■ Texte source ■

'''

Avec ton métier de consultant chez Canal +, tu as, en plus, une position assez privilégiée…
C’est vrai que c’est assez facile d’obtenir les DVD des matches. (Rires) C’est important de voir les rencontres, de les avoir en mémoire. On peut débriefer avec les joueurs, partager nos impressions et, le cas échéant, quand la situation se reproduit, réagir en conséquence. Le joueur sent tout ça, il sait que tu le connais. Dans les moments chauds, c’est décisif.
Du coup, tu bosses plutôt dans l’ombre…
Un peu, mais ça me convient. Pour préparer France‐Espagne, j’ai regardé plus de dix heures de matches de Nadal pour chercher des failles. J’avais fait un montage avec deux cents séquences de Gaël ou Jo face à lui. Et, au final, Nadal n’a pas joué ! (Rires) Je te rassure, j’ai tout gardé, ça pourra toujours servir.
Qu’en pensent les joueurs ?
Ils ne le savent même pas… Sauf Micka et les journalistes de Canal qui m’aident beaucoup. Ainsi que Guy, évidemment.
On sent qu’un véritable esprit d’équipe s’est installé, ce qui permet d’envisager l’avenir avec sérénité. Tu es de ceux qui pensent que, si on ne gagne pas la Coupe Davis cette année, on la gagnera plus tard ?
Il faut arrêter de dire cela. Moi, je pense que, cette année, il faut la gagner.
Tu as vu des signes qui te poussent à dire ça…
Bien sûr. Au fond de moi, je crois sincèrement que c’est le bon moment. D’ailleurs, à la suite de notre victoire à Clermont, Guy a fait passer ce message. Ca fait un an qu’on construit quelque chose et, cette année, on a une vraie carte à jouer, par rapport au calendrier, aux circonstances et au vécu. On a la chance d’accueillir la demi‐finale et, peut‐être, la finale. Il a aussi insisté sur l’importance d’y penser très en amont. Mieux, d’y penser chaque jour de son quotidien.

'''

■ Vos tâches ■
1) Relevez, dans l'ordre de leur première mention, toutes les personnes désignées par un nom ou un prénom dans l'entretien sur la Coupe Davis.
2) Poursuivez l'entretien sur la Coupe Davis à partir de sa dernière phrase.

[Données d'expressions référentielles]
'''

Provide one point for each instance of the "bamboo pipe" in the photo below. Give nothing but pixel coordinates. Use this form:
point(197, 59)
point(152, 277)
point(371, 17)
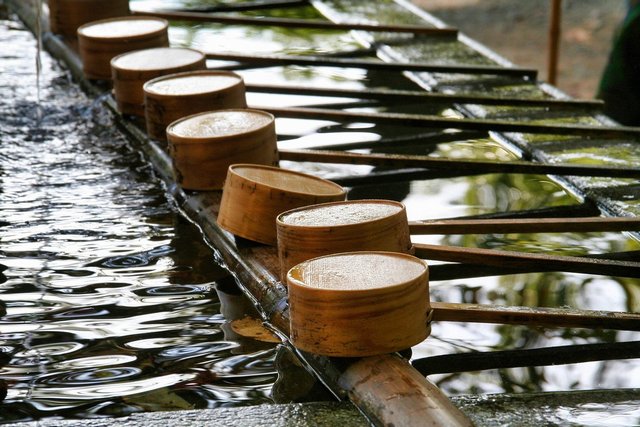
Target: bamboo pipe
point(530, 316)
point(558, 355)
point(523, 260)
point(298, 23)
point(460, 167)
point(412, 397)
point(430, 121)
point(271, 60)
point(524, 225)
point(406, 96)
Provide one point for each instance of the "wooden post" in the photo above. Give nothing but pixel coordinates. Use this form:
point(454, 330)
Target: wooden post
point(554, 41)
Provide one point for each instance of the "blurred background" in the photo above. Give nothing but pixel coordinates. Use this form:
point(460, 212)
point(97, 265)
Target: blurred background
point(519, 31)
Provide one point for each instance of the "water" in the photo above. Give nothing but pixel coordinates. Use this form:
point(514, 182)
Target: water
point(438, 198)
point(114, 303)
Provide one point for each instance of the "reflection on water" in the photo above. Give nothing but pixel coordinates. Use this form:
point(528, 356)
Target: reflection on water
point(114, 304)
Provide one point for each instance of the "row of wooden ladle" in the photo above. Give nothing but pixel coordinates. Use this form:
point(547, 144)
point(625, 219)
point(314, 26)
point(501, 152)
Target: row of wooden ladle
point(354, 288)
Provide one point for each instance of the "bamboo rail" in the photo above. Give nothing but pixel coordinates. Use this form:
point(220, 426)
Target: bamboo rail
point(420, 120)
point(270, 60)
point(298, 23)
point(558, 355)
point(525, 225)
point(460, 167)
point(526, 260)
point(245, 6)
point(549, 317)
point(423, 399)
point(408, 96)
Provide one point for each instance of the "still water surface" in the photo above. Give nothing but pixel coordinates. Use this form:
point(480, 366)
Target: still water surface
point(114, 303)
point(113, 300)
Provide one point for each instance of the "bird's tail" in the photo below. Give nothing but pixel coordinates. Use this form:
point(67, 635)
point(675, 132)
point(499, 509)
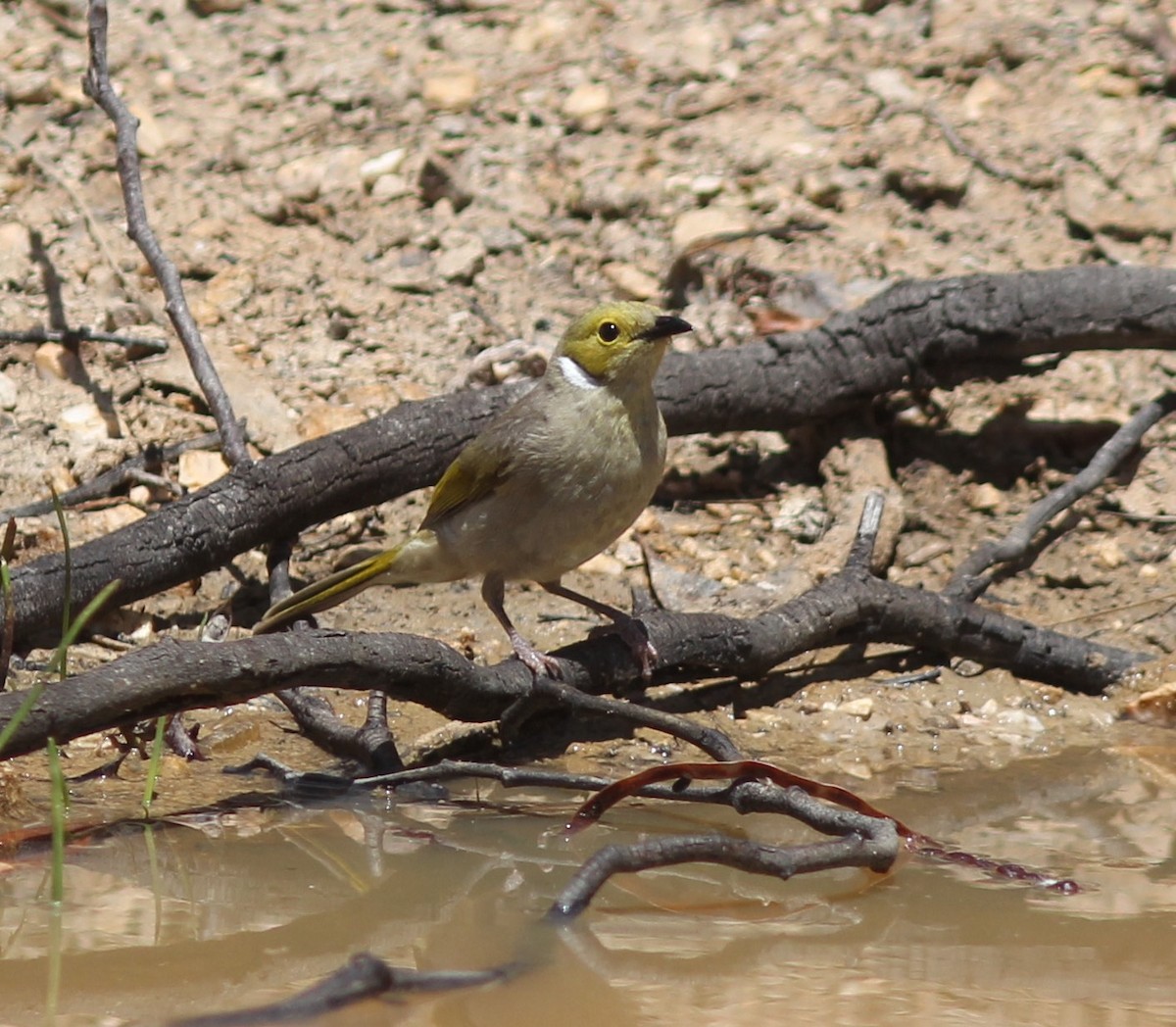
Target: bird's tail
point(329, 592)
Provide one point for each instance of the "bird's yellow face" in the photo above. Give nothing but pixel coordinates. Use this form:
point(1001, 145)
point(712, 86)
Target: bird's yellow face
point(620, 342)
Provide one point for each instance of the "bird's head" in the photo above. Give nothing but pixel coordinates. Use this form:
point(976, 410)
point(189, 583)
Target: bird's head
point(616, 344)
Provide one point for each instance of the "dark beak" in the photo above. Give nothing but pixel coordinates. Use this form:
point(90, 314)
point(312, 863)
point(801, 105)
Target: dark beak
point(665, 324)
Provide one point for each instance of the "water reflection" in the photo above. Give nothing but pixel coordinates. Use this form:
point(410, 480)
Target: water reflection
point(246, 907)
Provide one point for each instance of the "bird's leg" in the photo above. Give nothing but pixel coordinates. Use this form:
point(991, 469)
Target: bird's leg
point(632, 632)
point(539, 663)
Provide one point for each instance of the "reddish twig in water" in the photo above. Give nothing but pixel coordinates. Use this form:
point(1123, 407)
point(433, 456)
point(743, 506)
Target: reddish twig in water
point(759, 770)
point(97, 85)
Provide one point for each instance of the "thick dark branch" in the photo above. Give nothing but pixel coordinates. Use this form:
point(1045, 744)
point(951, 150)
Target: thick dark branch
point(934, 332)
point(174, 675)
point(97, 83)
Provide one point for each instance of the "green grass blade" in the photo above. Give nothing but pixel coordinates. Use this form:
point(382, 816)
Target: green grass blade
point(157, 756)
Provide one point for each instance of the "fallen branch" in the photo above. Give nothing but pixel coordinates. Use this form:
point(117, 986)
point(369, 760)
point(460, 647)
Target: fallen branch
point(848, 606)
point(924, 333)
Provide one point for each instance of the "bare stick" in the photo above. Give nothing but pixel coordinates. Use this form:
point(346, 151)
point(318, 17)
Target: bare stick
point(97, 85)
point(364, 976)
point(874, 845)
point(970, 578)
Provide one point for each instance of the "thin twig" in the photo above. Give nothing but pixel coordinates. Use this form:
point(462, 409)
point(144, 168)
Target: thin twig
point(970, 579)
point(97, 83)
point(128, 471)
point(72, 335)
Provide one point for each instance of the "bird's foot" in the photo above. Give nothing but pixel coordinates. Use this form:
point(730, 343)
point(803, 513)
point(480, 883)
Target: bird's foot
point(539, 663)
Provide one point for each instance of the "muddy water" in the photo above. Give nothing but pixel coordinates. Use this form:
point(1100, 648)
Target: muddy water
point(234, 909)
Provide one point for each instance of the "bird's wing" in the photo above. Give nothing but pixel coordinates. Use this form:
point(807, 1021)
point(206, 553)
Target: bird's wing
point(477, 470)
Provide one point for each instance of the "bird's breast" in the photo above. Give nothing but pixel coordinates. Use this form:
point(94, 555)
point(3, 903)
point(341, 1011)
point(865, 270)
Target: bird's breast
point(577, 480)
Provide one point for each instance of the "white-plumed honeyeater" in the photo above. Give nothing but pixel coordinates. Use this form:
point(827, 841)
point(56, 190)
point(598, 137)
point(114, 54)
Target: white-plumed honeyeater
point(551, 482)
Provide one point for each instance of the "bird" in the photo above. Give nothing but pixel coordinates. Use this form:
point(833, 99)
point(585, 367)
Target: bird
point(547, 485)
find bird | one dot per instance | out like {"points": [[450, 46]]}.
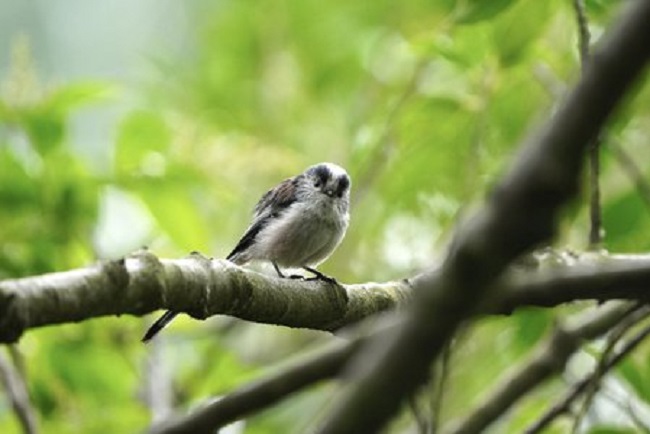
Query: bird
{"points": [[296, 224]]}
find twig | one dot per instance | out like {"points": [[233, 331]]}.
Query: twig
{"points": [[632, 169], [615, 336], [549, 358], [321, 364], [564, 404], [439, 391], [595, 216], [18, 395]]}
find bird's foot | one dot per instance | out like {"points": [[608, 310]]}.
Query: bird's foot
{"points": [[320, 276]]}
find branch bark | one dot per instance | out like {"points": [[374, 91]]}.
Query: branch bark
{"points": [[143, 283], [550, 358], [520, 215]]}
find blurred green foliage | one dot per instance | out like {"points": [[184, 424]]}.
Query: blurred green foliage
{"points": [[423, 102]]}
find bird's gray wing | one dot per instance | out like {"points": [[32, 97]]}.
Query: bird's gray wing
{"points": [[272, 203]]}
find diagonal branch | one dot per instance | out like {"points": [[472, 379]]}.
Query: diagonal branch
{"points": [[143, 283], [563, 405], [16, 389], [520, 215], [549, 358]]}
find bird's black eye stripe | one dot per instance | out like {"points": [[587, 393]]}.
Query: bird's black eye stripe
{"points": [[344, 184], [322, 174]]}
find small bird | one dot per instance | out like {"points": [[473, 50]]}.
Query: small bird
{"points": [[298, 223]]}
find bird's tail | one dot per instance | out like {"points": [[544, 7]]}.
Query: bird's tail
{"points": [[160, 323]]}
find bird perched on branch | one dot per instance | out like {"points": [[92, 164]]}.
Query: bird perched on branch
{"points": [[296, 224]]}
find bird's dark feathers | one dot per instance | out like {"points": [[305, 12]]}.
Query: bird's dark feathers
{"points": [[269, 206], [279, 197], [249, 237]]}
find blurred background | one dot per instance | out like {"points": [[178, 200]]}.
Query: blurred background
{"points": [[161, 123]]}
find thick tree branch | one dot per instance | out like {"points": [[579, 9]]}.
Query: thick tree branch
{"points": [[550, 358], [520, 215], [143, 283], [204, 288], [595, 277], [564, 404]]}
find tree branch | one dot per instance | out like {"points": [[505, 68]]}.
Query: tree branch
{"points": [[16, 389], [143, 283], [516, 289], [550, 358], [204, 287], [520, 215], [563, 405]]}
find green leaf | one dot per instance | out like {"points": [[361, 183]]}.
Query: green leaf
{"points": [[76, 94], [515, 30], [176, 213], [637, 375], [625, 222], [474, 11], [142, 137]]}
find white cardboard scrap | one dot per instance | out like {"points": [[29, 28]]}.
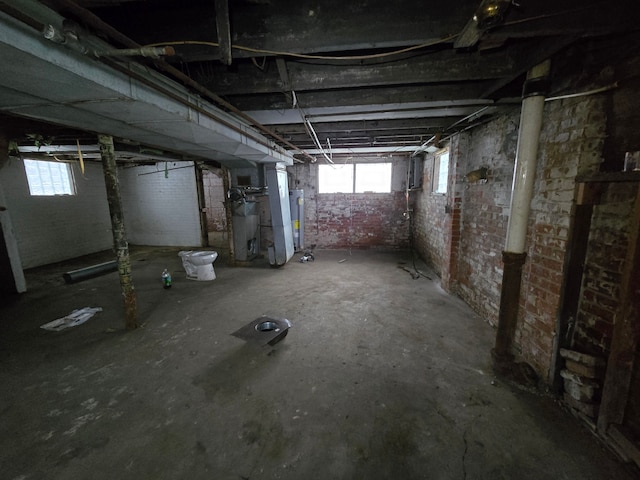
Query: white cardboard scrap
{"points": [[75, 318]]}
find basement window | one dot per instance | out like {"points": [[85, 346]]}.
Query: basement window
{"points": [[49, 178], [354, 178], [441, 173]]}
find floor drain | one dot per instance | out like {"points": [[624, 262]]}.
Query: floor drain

'''

■ Réponses aux tâches ■
1) Nadal, Gaël, Jo, Micka, Guy

2)
Et cette équipe d’Argentine, alors ?
Il y a le cas Nalbandian. Tous les spécialistes connaissent son potentiel. Même si on a choisi la surface en fonction de nos qualités, on a également fait un calcul par rapport aux joueurs susceptibles d’être présents aux cotés de David Nalbandian.
Et la surface, justement, ça se joue aussi aux millimètres ?
Evidemment. Le sens dans lequel on pose la peinture a une influence, par exemple. J’ai bien envie de la faire tester pour pouvoir réajuster. Ca peut poser des problèmes logistiques, mais c’est primordial. Ca fait aussi partie de mes missions.
Revenons à Gaël Monfils. Vu de l’extérieur, on a vraiment du mal à cerner le garçon.
Gaël, c’est un martien. Il a fallu que je le comprenne. Maintenant, j’ai réussi à installer une relation de confiance, une sorte de pacte. Ca fonctionne bien, car il joue le jeu.
Tu as un exemple de cette relation particulière ?
Avant sa rencontre face à David Ferrer, j’avais demandé à Gaël d’appeler son coach. Au moment de rentrer sur le court, je lui demande s’il l’a eu. Il me répond que non, qu’il s’est réveillé tard. Je n’ai pas perdu de temps, j’ai composé le numéro de Roger Rasheed – il était en Australie – et je l’ai passé à la Monf’. Ils n’ont parlé qu’une petite trentaine de secondes, mais j’ai senti que ce moment comptait dans son match face à Ferrer.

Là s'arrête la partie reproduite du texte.